The Australian summer of 2013 was the hottest on record, with new maximum temperature records set across the continent. This included Australia's hottest areal-averaged daily temperature, at 40.3oC. The beginning of the season was characterized by a heat wave during December 2012 and January 2013, which was remarkable due to its spatial extent and temporal persistence. By employing the fraction of attribution risk methodology, Lewis and Karoly (2013) demonstrated it is very likely that anthropogenic activity increased the likelihood of an Australian summer as extreme as 2013 by at least 2.5 times. Their work, however, concentrated on seasonal areal-mean temperatures spanning December-February. Using the heat wave framework outlined by Perkins and Alexander (2013), this study will quantify any changes in the likelihood of the record-breaking heat wave due to anthropogenic activity. Specifically, this will be performed at the daily timescale and assess changes in the probability of various heat wave characteristics, including amplitude, duration and the total number of heat wave days. The study will be undertaken by employing the gridded Australian Water Availability Project (AWAP) dataset (Jones et al., 2009) where observed events will be measured; and projections from physical climate models, where the control (historical) experiments are used to represent the absence (presence) of human influence.

References

Jones, D. A., W. Wang, and R. Fawcett, 2009: High-quality spatial climate data-sets for Australia. Australian Meteorological and Oceanographic Journal, 58, 233-248.

Lewis, S. C. and D. J. Karoly, 2013: Anthropogenic contributions to Australia's record summer temperatures of 2013, Geophys. Res. Lett., 40, doi:10.1002/grl.50673.

# SUPPLIED INFORMATION
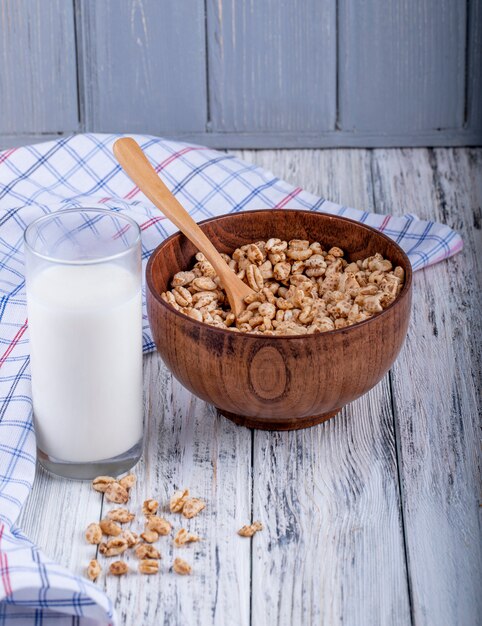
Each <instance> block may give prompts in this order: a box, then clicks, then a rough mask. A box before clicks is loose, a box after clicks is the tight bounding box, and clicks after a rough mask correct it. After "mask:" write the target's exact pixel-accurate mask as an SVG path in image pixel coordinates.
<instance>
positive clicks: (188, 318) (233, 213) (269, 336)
mask: <svg viewBox="0 0 482 626" xmlns="http://www.w3.org/2000/svg"><path fill="white" fill-rule="evenodd" d="M271 211H283V212H289V213H305V214H309V215H321V216H323V217H327V218H329V219H332V220H334V221H342V222H347V223H348V224H351V225H353V226H356V227H359V228H362V229H364V230H367V231H368V232H370V233H374V234H375V235H377V236H379V237H382V239H386V240H387V242H388V243H390V244H392V245H394V246H395V247H397V248H398V251H399V253H400V254H401V255H402V258H403V259H404V261H405V264H406V269H405V268H404V269H405V282H404V283H403V287H402V291H401V292H400V293H399V295H398V296H397V297H396V298H395V300H394V301H393V302H392V303H391V304H389V305H388V306H387V308H386V309H383V311H382V312H381V313H378V314H376V315H374V316H373V317H370V318H368V319H366V320H363V321H361V322H356V323H355V324H351V326H345V327H344V328H335V329H333V330H325V331H323V332H319V333H310V334H308V333H305V334H302V335H264V334H263V333H247V332H243V333H242V332H239V333H235V332H233V331H232V330H229V329H227V328H226V329H224V328H219V327H218V326H211V325H210V324H207V323H206V322H199V321H198V320H195V319H193V318H192V317H189V316H188V315H185V314H184V313H181V312H180V311H177V310H176V309H175V308H174V307H172V306H170V304H168V303H167V302H165V300H163V299H162V298H161V294H160V293H157V290H155V289H154V286H153V285H152V278H151V275H152V265H153V263H154V257H156V256H157V255H158V254H159V253H160V251H161V250H162V248H163V247H164V246H166V245H167V244H168V243H169V242H170V241H171V239H174V238H175V237H179V235H182V236H184V237H185V235H183V233H182V232H181V231H180V230H177V231H176V232H175V233H173V234H172V235H170V236H169V237H167V239H164V241H162V242H161V243H160V244H159V245H158V246H156V248H154V250H153V251H152V252H151V254H150V256H149V260H148V261H147V265H146V271H145V275H146V286H147V288H148V290H149V293H150V294H151V295H152V296H153V297H154V298H155V299H156V301H157V302H159V303H160V305H161V306H163V307H165V308H166V310H167V311H169V313H174V314H175V315H177V316H179V318H182V321H184V322H186V321H187V322H190V323H191V324H193V325H194V326H195V327H196V326H199V327H202V328H209V329H210V330H212V331H214V332H218V333H223V334H227V335H228V336H230V337H233V336H234V337H238V336H242V337H250V338H253V339H265V340H275V339H289V340H293V341H295V340H302V339H304V340H306V339H313V338H317V337H327V336H331V335H332V334H333V333H343V332H345V333H346V332H350V331H353V330H354V329H358V328H361V327H362V326H365V325H366V324H369V323H370V322H373V321H374V320H377V319H381V318H382V317H383V316H385V315H386V314H388V313H389V312H390V310H391V309H392V308H394V307H395V306H397V305H398V304H400V302H401V301H402V299H403V300H404V299H405V298H406V297H407V296H408V295H409V294H410V290H411V287H412V274H413V270H412V264H411V263H410V259H409V258H408V256H407V254H406V252H405V251H404V250H403V249H402V248H401V247H400V245H399V244H398V243H397V242H396V241H394V240H393V239H391V238H390V237H388V236H387V235H385V233H383V232H381V231H379V230H377V229H376V228H373V226H368V224H364V223H363V222H357V221H356V220H352V219H350V218H348V217H344V216H341V215H332V214H330V213H323V212H322V211H307V210H304V209H284V208H283V209H276V208H272V209H270V208H266V209H252V210H249V211H238V212H236V213H223V214H222V215H217V216H214V217H210V218H208V219H205V220H202V221H201V222H198V226H203V225H204V224H208V223H209V222H214V221H218V220H221V219H226V218H230V217H234V218H235V217H236V216H238V215H247V214H250V215H251V214H256V213H268V212H271ZM179 271H182V270H179Z"/></svg>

# WHAT YOU WILL DO
[1] In the Australian heat wave text, by how much did anthropogenic activity increase the likelihood of an Australian summer as extreme as 2013, according to Lewis and Karoly (2013)?
[2] Decide whether each statement agrees with the Australian heat wave text, and back each yes or no with the deciding words of the text, quoted exactly.
(a) The heat wave at the start of the season spanned December 2012 and January 2013.
(b) Lewis and Karoly's work concentrated on daily temperatures for individual heat wave days.
(c) The study will measure observed events with the AWAP dataset.
[3] Write out the stretch of the Australian heat wave text from "Lewis, S. C." through "Lett., 40, doi:10.1002/grl.50673.", switching "Anthropogenic contributions" to "Human contributions".

# RESPONSES IN ORDER
[1] By at least 2.5 times.

[2]
(a) Yes: "a heat wave during December 2012 and January 2013"
(b) No: "Their work, however, concentrated on seasonal areal-mean temperatures spanning December-February."
(c) Yes: "employing the gridded Australian Water Availability Project (AWAP) dataset (Jones et al., 2009) where observed events will be measured"

[3]
Lewis, S. C. and D. J. Karoly, 2013: Human contributions to Australia's record summer temperatures of 2013, Geophys. Res. Lett., 40, doi:10.1002/grl.50673.